According to the commentary on Christopher Hitchens below, how much weight has he lost since starting chemo?

- [EXCERPT TO READ]:

--

Some will say he got lucky. The cancer got him before the booze really showed itself. But the booze already had its way with Christopher Hitchens, former voice of the Left who trumped P.J. O'Rourke's hard right in the 80s, with his own abrupt reactionary shift during the Clinton era.

Well. Bill Clinton lost more sleep over pussy than he ever did fretting about the thoughts of a party ingrate.And what did O'Rourke and Co. give us with their economic conservatism and their whacked libertarian ideals: George Bush I&II.

Hitchens'seses move ought to have steeled the wits of his new found foes back then, but he knew his enemy had no teeth: The Lefties, The Liberals, The Progressives. He chewed them up as they ate Brie, cabaled, fucked each others wives, complained about traitors and  demonized him. Almost the same way so many Lefties made fun of Dubya and his stupid talk. Turns out Hitchens may have been their only wit. Pity. He's not the lion that roared across anybody's stage, really. Animals, when they are dying, shut up and hide in the bush or under a porch. 

Hitchens is doing for cancer what he did to politics for the Lefties: Turned Mencken's greatest show on earth into into a chain reaction yawn-fest by deflating his dreadful march to the scaffold, and stamping his disease as boring and the author himself as bored with its "predictability."

Apparently, his father died of the same type of cancer, so it's no surprise to him, to us, to anybody. And to be a top notch thinker, you have to surprise your audience. Or go bust. Ho-hum. Seems Hitchens has gotten too used to talking to like minds and too used to being smarter than anybody else, tete-a-tete. That may still be true. We surely don't want him staring us down and fuming (if he still fumes and you can't light a match around him) and tearing our little thought-cathedrals to pieces.

He is still funny: He informs us that he's lost a startling 14 pounds since starting chemo. Ha! 

He won't be making any appearances on The World's Biggest Loser with those numbers any time soon.  But by crikey, there are readers of Vanity Fair who will pay beau coup bucks for his poison. Skinny is still very chic.

Wait. Why are we writing about this dying man?

--

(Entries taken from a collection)
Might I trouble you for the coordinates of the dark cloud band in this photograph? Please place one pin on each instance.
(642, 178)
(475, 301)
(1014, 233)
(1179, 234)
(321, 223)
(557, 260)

--

- [EXERCISE ANSWER]: 14 pounds.